● **PROBLEM TO SOLVE**
Line by line, return the material below exactly as it reads.

● ● ● ● ●

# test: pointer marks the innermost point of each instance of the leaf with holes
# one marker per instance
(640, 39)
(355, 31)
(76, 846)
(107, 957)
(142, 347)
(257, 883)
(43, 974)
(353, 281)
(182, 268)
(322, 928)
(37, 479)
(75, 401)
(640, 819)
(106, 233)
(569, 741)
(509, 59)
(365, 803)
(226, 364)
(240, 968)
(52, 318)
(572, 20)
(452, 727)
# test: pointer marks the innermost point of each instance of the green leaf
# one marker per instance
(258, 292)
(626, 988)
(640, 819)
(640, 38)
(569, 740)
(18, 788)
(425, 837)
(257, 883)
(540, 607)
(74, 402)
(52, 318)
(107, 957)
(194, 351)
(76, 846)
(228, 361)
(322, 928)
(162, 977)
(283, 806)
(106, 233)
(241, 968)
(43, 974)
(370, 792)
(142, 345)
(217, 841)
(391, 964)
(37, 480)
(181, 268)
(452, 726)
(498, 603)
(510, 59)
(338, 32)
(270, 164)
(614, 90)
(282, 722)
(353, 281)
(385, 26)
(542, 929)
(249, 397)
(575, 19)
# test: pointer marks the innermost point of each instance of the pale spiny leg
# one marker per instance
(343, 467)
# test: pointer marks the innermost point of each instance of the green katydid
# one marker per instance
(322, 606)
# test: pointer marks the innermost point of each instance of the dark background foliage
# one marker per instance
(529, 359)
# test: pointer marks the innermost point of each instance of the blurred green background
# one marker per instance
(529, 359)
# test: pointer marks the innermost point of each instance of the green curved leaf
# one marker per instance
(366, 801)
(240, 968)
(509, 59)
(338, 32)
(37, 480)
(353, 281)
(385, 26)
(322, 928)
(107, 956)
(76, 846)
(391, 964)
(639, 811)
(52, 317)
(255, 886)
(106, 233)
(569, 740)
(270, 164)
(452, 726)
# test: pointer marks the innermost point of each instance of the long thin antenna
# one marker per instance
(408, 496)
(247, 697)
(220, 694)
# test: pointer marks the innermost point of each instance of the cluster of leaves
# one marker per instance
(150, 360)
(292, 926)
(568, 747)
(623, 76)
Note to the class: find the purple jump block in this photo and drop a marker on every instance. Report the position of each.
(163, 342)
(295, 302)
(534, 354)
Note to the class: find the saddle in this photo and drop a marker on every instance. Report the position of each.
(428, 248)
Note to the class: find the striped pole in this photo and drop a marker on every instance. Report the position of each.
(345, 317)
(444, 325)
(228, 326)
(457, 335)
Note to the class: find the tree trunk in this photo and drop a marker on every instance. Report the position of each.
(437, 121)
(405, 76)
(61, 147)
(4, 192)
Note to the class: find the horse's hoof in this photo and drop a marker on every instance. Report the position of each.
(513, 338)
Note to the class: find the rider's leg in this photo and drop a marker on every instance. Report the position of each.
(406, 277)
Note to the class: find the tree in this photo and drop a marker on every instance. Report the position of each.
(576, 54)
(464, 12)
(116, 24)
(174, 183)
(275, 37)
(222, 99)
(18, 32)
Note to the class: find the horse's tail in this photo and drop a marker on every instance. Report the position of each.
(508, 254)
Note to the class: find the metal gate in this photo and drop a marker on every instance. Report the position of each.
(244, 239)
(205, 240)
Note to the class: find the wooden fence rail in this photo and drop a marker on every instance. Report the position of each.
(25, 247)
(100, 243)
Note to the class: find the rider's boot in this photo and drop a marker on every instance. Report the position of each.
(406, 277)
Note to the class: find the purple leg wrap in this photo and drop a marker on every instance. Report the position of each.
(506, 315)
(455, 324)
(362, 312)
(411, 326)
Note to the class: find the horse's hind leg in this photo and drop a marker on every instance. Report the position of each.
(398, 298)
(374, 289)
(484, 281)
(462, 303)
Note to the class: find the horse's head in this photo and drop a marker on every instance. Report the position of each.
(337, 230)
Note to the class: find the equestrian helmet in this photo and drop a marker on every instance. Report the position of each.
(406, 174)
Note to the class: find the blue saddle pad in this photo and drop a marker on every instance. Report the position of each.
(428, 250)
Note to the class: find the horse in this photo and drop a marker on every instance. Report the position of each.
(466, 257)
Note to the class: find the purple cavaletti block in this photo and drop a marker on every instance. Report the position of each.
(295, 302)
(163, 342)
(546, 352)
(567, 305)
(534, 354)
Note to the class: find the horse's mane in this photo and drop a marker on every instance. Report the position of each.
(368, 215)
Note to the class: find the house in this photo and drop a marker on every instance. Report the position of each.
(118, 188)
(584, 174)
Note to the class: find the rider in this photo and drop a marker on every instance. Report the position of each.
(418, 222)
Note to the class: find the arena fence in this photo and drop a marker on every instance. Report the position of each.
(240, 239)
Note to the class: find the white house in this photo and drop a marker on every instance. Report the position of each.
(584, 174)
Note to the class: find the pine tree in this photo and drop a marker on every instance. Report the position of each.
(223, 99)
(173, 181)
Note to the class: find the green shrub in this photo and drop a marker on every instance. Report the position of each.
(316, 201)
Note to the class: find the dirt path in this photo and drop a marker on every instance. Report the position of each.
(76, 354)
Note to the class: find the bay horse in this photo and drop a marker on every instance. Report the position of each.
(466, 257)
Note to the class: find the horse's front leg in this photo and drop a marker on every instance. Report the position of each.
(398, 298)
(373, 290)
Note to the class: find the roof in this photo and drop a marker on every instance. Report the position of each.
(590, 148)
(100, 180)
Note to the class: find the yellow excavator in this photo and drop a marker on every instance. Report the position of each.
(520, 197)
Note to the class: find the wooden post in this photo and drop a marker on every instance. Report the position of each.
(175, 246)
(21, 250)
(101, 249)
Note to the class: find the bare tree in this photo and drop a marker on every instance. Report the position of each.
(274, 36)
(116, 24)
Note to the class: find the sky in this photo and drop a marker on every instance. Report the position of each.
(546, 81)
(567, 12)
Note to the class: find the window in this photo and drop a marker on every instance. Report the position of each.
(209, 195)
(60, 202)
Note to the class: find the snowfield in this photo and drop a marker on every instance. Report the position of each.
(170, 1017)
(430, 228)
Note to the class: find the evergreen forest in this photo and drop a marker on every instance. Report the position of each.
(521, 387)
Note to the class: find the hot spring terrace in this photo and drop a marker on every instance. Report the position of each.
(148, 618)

● ● ● ● ●

● **RESPONSE AREA**
# test: pointer marks the innermost point of each instance of the leaf with holes
# one marker per instance
(640, 39)
(355, 31)
(76, 846)
(107, 957)
(142, 347)
(257, 883)
(43, 974)
(353, 281)
(182, 268)
(322, 928)
(37, 479)
(75, 401)
(640, 819)
(106, 233)
(569, 741)
(509, 59)
(365, 803)
(226, 364)
(240, 968)
(52, 318)
(572, 20)
(452, 727)
# test: pointer marks the innermost point of each instance of the green leaf
# one marker per instance
(258, 292)
(626, 988)
(640, 819)
(640, 38)
(569, 740)
(18, 788)
(425, 837)
(257, 883)
(540, 607)
(74, 402)
(52, 318)
(107, 957)
(194, 351)
(76, 846)
(228, 361)
(322, 928)
(162, 977)
(283, 806)
(106, 233)
(241, 968)
(43, 974)
(370, 792)
(142, 345)
(217, 841)
(391, 964)
(37, 480)
(181, 268)
(452, 726)
(498, 603)
(510, 59)
(338, 32)
(270, 164)
(614, 90)
(282, 722)
(353, 281)
(385, 26)
(542, 929)
(249, 397)
(575, 19)
# test: pointer marks the innermost point of each instance of the pale spiny leg
# one marker per instance
(343, 467)
# test: pointer marks the innermost point of each instance of the green katydid
# one marker per instance
(322, 606)
# test: pointer marks the innermost point of each instance of the dark background foliage
# one marker per instance
(529, 359)
# test: pointer marks the innermost point of each instance of the blurred green background
# one marker per instance
(529, 359)
# test: pointer marks the innermost point of each instance of the green curved leaf
# one marker per instance
(366, 801)
(240, 968)
(509, 59)
(338, 32)
(37, 480)
(353, 281)
(385, 26)
(322, 928)
(107, 956)
(76, 846)
(391, 964)
(639, 811)
(52, 317)
(255, 886)
(106, 233)
(569, 740)
(270, 164)
(452, 726)
# test: pointer marks the innermost point of each instance of the long thin antenna
# one marker per instance
(408, 496)
(247, 697)
(220, 694)
# test: pointer marks the innermost point of each instance of the cluster of leaves
# one marker per instance
(150, 360)
(292, 926)
(568, 747)
(623, 76)
Note to the class: find the purple jump block in this photo and drop a marker on every instance. Report the position of each.
(163, 342)
(295, 302)
(534, 354)
Note to the class: find the saddle in this photo and drop a marker on every instance. Report the position of each.
(428, 248)
Note to the class: find the striped pole in this photo and drop a marker on every instance. Report the position of each.
(345, 317)
(444, 325)
(228, 326)
(457, 335)
Note to the class: find the tree trunk in this photo and drop a marker on every instance. Report the position of each.
(437, 121)
(405, 76)
(61, 147)
(4, 192)
Note to the class: find the horse's hoof in this photo and drop a marker on every instance. Report the position of each.
(513, 338)
Note to the class: find the rider's leg in this photo and drop a marker on every instance. Report the position of each.
(406, 277)
Note to the class: find the tree in this photo and drop a marker on every instance. Report the position of each.
(576, 54)
(464, 12)
(116, 24)
(174, 183)
(275, 37)
(222, 99)
(18, 32)
Note to the class: find the horse's tail in this photo and drop a marker on every instance. Report the position of each.
(508, 254)
Note to the class: find the metal gate in this photo and drop a marker on every instance. Report the position of each.
(244, 239)
(205, 240)
Note to the class: find the wooden fence rail in this photo and drop a marker on every instance. Report the position of each.
(25, 247)
(100, 243)
Note to the class: find the rider's boot in this photo and drop a marker on every instance. Report the position of each.
(406, 277)
Note to the class: find the purple leg wrap in this photo and drop a marker on every instance. Report the position of each.
(506, 315)
(455, 324)
(362, 312)
(411, 326)
Note to the class: find the horse's hind leg in this photo and drop a marker on every instance. Report the position of each.
(398, 298)
(374, 289)
(484, 281)
(462, 303)
Note to the class: find the horse's head in this photo and drop a marker on every instance. Report the position of each.
(337, 230)
Note to the class: find the equestrian helmet in this photo and drop a marker on every instance. Report the position of each.
(406, 174)
Note to the class: find the blue saddle pad in this photo and drop a marker on every instance. Report the position of each.
(428, 250)
Note to the class: find the horse in this photo and drop a marker on every instance. Report the position of each.
(466, 257)
Note to the class: find the purple cavaletti block in this photo and drop a marker on every instance. Report the position of each.
(295, 302)
(163, 342)
(546, 352)
(567, 305)
(534, 354)
Note to the class: find the horse's mane in this photo and drop a marker on every instance. Report the position of each.
(368, 215)
Note to the class: find the house in this photo and drop a marker on every instance. Report the position of each.
(118, 188)
(584, 174)
Note to the class: find the rider in this photo and drop a marker on every instance. Report the position of each.
(418, 222)
Note to the class: find the arena fence in this photo and drop a marker on every instance. Report the position of each.
(240, 239)
Note to the class: find the white house in this photo and drop a marker on every instance. Report the position of each.
(584, 174)
Note to the class: find the pine tree in this photo and drop a marker on every instance. Report the position of each.
(223, 99)
(173, 181)
Note to the class: find the green shrub in this photo and drop a marker on every instance. Report the position of each.
(316, 201)
Note to the class: find the dirt path in this photo and drop a marker on every instance. Report the position of each.
(76, 354)
Note to the class: find the bay horse in this photo and drop a marker on every instance. Report the position of each.
(466, 257)
Note to the class: find the horse's front leg in this photo and drop a marker on every instance. Report the position of each.
(398, 298)
(373, 290)
Note to the class: find the roof in this photo and drop a marker on every instance. Report the position of each.
(590, 148)
(100, 180)
Note to the class: find the yellow excavator in this photo and drop a marker on every instance. Report the position of each.
(520, 197)
Note to the class: find the wooden post in this photo and drop a marker on every instance. Report the position of each.
(175, 246)
(21, 250)
(101, 249)
Note to the class: find the bare tree in this photo and drop a marker on every instance. Report the position of each.
(274, 36)
(116, 24)
Note to the class: find the sky in this photo and drop a marker on every instance. Report the position of each.
(546, 81)
(567, 12)
Note to the class: find the window in this photo and drop a marker on every instance. Report the position of each.
(209, 195)
(60, 202)
Note to the class: find the snowfield in this photo and drop a marker on every instance. Report the position of each.
(170, 1017)
(430, 228)
Note to the class: find the evergreen forest in this photo and drop a marker on every instance. Report the position of each.
(521, 387)
Note to the class: find the hot spring terrace in this photo and drop a marker on every instance. Report the position of each.
(148, 618)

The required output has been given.